> _PROBLEM REQUIREMENTS_
Can you print the text of the NNMF modules passage word for word, starting with "The NNMF analysis" and going on through "of temporal information."?

> _SELECTED EXCERPT_
----

The NNMF analysis was repeated including only the time-averaged responses from 100 to 400 ms in each trial, instead of the entire recording at 1 ms in order. The time-averaged NNMF used only approximately 200 samples for each of the approximately 1,000 channels (one for each trial), whereas the original method entered approximately 300 k samples per channel (approximately 5 min at 1,000 Hz). Inasmuch as factorial analyses of this kind are well known to require a large number of samples, it is likely that the differences between the panels are due to both the decreased data entering the time-averaged NNMF as well as the specific absence of temporal information.

We explicitly tested if the modules identified by NNMF could be due to cross-talk in the ribbon cable running from the electrode to the electronics, or in shared processing characteristics in the electronics (S8 Fig). First, we plotted a histogram of the physical distances between contacts belonging to the same module (S8A Fig). As expected, given that modules are compact spatially, these formed a roughly Gaussian distribution centered at approximately 1 mm and never exceeding approximately 2.3 mm. In contrast, the histogram of lines between contacts belonging to the same module had 2 main peaks, one at short distances mainly approximately 1 to 8 separations, and one at approximately 800 to 1,000 separations (S8B Fig). A close-up of the short distances (S8C Fig) shows a distribution completely different from S8A Fig. If the modules were due to crosstalk then the corresponding long and short distances should have been noted in S8A Fig, but they were not. Similarly, the assignment of channels to banks of electronics generally alternated between rows of contacts (S8D Fig), so if shared electronic processing characteristics caused the module clustering, individual clusters should then also have members on alternate rows, which they did not. Recall that the NNMF procedure is completely unaware of the spatial location of the contacts, thus if cross-talk in the ribbon cable, or shared amplifier bank characteristics underlay the modules, then they would have reproduced the proximity matrices of the cable or of the amplifier assignments, rather than being organized in spatially compact roughly circular domains. Finally, we also note that the same ribbon-cable and amplifier bank assignments were used in all experiments and yet quite different module locations were observed. Furthermore, in one patient, the same actual array was simply moved from one STG site to another between blocks of the task, resulting in different module locations being observed on the same array. This evidence is inconsistent with modules arising from technical sources of signal similarity.

----

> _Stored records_
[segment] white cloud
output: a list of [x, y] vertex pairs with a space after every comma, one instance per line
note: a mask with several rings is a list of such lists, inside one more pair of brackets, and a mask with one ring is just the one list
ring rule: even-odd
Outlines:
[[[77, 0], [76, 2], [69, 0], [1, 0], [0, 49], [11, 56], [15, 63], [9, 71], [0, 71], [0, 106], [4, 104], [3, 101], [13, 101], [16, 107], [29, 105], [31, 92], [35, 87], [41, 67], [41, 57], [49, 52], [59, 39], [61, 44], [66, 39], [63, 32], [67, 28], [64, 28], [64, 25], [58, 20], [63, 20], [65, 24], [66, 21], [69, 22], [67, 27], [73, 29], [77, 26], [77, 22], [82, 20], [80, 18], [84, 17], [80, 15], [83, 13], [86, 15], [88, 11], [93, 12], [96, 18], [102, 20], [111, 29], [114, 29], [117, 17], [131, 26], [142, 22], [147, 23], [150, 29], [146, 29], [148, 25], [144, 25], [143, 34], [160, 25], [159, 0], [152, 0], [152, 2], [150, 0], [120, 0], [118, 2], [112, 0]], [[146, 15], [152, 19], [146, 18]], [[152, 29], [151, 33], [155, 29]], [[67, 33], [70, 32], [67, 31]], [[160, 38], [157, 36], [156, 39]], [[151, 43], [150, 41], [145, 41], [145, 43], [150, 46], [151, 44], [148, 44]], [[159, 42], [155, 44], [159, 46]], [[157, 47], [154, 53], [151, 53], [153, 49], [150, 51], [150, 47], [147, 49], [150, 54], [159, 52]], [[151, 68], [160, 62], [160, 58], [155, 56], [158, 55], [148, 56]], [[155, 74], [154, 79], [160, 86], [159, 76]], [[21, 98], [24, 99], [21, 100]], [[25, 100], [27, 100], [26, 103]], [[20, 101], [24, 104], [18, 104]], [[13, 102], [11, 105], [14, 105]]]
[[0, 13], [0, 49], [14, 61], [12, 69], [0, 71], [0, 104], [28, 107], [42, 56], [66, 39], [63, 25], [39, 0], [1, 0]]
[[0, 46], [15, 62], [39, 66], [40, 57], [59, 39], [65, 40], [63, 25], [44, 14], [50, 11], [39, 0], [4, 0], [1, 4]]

----

> _ANSWER SPACE_
The NNMF analysis was repeated including only the time-averaged responses from 100 to 400 ms in each trial, instead of the entire recording at 1 ms in order. The time-averaged NNMF used only approximately 200 samples for each of the approximately 1,000 channels (one for each trial), whereas the original method entered approximately 300 k samples per channel (approximately 5 min at 1,000 Hz). Inasmuch as factorial analyses of this kind are well known to require a large number of samples, it is likely that the differences between the panels are due to both the decreased data entering the time-averaged NNMF as well as the specific absence of temporal information.